TESTO FORNITO:
Il dubbio atroce

Quello che non se ne va, quello che ho avuto negli ultimi 10 anni e continuerò ad avere sempre.

E adesso, dieci anni dopo, trovo la serenità necessaria per scrivere quelli che sono sempre stati pensieri ricacciati in fondo, mai espressi del tutto.

Non so se ne ho mai parlato con Adriana, con la memoria piena di buchi che ho potrebbe anche essere, ma non me lo ricordo.

Quel dubbio che ho avuto fin da subito, anzi fin da prima che la mamma morisse.

Quegli ultimi giorni vicino a lei, giorni a darci il turno io e mia sorella per restare con lei il più possibile, per non farla essere sola nel momento in cui se ne sarebbe andata.

E perlomeno le ultime tre notti, passate vicino al suo letto, con lei che ormai neanche sapeva più chi fossimo, col solo segno di vita quel respiro rauco nel mascherone dell’ossigeno, quelle smorfie di dolore, quelle labbra secche e piagate…

Gli ultimi tre giorni della sua vita, con quel paravento intorno al letto che la isolavano da tutto tranne che da noi che eravamo lì.

INFORMAZIONI ESTRATTE:
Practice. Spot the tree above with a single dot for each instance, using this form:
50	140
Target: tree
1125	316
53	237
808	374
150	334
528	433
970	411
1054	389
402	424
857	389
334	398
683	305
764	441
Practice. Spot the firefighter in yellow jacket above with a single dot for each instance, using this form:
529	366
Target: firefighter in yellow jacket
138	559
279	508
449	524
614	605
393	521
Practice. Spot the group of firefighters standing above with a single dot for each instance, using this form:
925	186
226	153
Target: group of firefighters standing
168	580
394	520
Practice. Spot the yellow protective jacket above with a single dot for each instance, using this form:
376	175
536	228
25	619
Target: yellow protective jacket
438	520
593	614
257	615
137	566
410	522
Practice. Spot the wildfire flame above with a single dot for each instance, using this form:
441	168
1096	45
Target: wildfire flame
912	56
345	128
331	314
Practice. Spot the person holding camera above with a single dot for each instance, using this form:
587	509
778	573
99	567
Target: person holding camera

OBIETTIVI:
**a.** Elenchi tutte le persone che il brano sul dubbio atroce menziona oltre a chi scrive, riportando le parole usate nel brano.
**b.** Trascriva fedelmente le righe delle informazioni estratte, dalla riga che contiene "Practice. Spot the wildfire" fino all'ultima riga, entrambe comprese.

RISULTATI PER COMPITO:
**a.**
Adriana
la mamma
mia sorella

**b.**
Practice. Spot the wildfire flame above with a single dot for each instance, using this form:
441	168
1096	45
Target: wildfire flame
912	56
345	128
331	314
Practice. Spot the person holding camera above with a single dot for each instance, using this form:
587	509
778	573
99	567
Target: person holding camera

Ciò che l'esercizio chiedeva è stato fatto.